*** Records shown Section Begins ***

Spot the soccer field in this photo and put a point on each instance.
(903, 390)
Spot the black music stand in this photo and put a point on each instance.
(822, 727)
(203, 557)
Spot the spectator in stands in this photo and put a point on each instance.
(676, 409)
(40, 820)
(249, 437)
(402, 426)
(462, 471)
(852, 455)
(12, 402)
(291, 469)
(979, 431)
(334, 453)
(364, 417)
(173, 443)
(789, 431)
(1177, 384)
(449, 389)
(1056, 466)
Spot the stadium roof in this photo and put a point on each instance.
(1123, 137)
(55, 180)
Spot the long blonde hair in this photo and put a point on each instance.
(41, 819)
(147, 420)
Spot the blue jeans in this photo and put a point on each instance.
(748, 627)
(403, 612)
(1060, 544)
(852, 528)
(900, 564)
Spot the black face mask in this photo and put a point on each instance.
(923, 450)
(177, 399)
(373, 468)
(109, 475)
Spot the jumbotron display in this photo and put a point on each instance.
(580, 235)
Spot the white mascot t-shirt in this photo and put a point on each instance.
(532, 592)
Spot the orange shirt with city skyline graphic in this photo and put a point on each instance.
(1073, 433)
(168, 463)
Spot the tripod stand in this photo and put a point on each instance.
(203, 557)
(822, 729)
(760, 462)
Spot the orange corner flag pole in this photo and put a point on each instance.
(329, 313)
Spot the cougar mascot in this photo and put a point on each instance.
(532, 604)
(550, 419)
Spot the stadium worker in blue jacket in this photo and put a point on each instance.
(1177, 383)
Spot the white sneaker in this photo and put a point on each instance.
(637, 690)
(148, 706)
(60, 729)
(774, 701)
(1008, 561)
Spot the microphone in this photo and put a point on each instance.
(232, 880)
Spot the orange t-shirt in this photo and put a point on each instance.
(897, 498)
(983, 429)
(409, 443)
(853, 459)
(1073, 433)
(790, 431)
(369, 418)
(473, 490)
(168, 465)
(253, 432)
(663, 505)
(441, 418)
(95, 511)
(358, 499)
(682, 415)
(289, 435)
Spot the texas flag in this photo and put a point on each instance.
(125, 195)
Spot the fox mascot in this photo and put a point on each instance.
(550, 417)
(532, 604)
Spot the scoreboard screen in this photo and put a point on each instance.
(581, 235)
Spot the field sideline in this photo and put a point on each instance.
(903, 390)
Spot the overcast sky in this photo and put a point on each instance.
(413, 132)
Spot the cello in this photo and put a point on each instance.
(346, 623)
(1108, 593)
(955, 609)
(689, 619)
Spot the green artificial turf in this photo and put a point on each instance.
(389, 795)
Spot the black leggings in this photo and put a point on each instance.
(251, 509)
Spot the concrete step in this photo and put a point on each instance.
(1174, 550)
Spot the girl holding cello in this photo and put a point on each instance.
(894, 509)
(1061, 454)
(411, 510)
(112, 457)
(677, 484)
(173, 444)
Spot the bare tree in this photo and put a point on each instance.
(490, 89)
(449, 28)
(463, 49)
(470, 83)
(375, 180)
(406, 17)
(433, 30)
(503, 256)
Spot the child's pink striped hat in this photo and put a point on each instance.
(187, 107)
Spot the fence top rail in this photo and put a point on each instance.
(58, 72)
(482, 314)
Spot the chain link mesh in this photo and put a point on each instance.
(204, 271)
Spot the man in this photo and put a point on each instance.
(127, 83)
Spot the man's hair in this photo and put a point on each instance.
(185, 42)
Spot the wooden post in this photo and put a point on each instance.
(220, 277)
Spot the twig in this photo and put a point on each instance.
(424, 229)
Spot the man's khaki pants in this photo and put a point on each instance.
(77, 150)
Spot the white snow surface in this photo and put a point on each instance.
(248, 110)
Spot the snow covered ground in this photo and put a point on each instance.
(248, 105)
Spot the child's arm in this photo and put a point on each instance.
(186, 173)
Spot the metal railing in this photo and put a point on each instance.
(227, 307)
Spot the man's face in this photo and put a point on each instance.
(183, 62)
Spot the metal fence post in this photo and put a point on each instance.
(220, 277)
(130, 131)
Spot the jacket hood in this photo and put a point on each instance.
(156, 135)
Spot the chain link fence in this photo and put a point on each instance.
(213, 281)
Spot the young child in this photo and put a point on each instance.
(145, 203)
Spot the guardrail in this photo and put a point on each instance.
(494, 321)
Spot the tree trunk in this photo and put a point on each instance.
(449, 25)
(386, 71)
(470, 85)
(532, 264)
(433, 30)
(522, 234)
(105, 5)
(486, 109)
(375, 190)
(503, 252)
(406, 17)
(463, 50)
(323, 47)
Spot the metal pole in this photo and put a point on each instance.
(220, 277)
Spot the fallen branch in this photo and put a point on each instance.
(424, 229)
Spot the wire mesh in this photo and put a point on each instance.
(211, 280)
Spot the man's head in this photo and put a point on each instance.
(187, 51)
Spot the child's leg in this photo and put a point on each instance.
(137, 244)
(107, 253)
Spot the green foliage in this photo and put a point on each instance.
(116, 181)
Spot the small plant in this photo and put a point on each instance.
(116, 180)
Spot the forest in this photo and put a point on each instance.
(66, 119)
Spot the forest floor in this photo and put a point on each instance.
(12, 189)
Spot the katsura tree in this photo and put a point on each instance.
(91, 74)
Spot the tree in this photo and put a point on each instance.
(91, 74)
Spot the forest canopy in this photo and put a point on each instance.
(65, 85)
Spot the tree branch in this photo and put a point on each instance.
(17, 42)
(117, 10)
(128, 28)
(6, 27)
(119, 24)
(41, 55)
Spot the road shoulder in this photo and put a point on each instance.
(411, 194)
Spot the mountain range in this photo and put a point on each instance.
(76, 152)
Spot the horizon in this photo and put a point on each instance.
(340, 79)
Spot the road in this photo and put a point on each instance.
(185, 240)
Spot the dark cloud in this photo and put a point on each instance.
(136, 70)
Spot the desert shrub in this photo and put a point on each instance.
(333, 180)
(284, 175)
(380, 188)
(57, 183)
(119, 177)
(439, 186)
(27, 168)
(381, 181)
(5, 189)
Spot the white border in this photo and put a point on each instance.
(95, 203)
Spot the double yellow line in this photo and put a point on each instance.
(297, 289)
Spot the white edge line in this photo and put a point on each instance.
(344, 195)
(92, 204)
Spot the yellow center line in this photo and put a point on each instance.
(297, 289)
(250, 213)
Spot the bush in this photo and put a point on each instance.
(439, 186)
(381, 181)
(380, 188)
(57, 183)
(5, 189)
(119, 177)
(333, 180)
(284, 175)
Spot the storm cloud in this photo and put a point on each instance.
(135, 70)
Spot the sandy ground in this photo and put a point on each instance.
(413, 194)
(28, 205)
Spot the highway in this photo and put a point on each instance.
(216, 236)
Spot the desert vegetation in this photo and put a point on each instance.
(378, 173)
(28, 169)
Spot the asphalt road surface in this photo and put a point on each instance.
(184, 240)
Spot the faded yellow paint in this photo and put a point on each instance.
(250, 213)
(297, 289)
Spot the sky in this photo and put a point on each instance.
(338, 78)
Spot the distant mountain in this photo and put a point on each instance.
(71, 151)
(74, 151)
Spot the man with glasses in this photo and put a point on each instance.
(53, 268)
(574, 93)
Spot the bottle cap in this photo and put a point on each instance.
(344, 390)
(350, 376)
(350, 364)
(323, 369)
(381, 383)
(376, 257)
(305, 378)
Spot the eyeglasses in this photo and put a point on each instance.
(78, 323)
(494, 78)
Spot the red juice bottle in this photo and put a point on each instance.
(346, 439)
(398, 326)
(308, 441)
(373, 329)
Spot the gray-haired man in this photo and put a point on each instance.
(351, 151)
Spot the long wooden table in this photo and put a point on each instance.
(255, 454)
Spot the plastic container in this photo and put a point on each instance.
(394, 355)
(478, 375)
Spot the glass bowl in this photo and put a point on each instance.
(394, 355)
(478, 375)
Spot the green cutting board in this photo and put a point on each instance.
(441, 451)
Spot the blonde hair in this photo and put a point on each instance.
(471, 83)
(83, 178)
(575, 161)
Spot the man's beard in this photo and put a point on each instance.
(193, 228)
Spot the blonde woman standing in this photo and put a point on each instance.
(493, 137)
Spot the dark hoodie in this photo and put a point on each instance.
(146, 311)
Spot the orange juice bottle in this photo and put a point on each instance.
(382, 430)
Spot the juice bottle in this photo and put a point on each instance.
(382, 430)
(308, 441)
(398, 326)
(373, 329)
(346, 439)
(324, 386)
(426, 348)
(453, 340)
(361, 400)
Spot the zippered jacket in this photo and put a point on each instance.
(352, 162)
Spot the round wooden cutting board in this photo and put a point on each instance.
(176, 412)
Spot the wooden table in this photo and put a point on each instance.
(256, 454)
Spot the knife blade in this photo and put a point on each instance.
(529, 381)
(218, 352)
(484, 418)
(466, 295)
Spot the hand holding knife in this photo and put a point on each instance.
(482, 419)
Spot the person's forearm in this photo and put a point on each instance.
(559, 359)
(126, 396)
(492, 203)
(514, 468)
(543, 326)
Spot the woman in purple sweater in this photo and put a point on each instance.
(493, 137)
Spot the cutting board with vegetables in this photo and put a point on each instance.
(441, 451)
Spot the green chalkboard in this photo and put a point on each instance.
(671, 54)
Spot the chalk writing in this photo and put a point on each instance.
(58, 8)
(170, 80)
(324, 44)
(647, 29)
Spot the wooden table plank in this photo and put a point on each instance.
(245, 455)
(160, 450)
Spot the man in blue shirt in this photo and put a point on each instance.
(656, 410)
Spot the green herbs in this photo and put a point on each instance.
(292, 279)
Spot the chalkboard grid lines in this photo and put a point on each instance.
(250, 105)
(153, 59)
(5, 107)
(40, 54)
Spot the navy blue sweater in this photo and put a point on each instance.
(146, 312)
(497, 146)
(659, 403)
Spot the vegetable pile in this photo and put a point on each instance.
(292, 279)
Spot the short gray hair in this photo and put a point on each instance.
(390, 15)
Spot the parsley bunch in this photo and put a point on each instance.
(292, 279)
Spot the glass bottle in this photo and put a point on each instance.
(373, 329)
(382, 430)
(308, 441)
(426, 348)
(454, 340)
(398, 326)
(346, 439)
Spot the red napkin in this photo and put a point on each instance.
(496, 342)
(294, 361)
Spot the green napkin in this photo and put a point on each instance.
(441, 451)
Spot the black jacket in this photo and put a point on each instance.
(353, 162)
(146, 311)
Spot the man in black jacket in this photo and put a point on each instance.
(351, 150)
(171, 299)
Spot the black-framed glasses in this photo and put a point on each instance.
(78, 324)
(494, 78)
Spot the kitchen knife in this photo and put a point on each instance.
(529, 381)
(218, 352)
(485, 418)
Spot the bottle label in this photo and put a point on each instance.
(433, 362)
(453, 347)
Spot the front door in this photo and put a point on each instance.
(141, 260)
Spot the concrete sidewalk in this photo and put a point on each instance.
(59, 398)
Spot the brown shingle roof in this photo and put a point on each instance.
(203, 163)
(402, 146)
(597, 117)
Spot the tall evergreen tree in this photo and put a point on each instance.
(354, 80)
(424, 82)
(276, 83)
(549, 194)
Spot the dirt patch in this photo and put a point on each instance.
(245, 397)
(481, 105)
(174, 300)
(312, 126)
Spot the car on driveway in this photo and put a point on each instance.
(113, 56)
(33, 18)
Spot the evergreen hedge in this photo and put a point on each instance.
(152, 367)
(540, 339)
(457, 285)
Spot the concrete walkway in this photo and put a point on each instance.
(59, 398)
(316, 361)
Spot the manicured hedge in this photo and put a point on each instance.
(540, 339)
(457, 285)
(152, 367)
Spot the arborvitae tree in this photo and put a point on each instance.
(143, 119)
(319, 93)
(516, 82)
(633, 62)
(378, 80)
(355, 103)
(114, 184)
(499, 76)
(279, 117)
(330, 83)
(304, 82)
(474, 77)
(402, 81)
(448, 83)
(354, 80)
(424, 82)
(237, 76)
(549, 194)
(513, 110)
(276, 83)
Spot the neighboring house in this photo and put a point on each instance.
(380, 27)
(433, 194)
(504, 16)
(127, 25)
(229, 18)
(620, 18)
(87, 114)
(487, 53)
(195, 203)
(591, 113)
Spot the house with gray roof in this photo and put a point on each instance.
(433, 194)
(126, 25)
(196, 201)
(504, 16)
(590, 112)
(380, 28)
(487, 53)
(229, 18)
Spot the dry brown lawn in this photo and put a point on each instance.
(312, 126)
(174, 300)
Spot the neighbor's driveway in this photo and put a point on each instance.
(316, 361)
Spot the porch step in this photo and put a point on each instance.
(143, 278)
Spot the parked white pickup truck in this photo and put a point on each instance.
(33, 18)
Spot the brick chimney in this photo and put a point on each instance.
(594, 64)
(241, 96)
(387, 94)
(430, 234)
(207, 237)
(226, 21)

*** Records shown Section Ends ***

Aim of the task
Exactly the lines from the line holding "Spot the dry" through the close of the listing above make up the answer; include nothing else.

Expected answer
Spot the dry brown lawn in this photo and put a point on each instance.
(312, 126)
(174, 300)
Spot the neighbor's driveway in this photo and put a point on each instance.
(316, 361)
Spot the porch step in this photo and put a point on each instance.
(143, 278)
Spot the parked white pickup truck in this photo and put a point on each instance.
(33, 18)
Spot the brick chimney in this photo and put a point on each instance.
(594, 64)
(241, 96)
(387, 94)
(430, 234)
(207, 237)
(226, 21)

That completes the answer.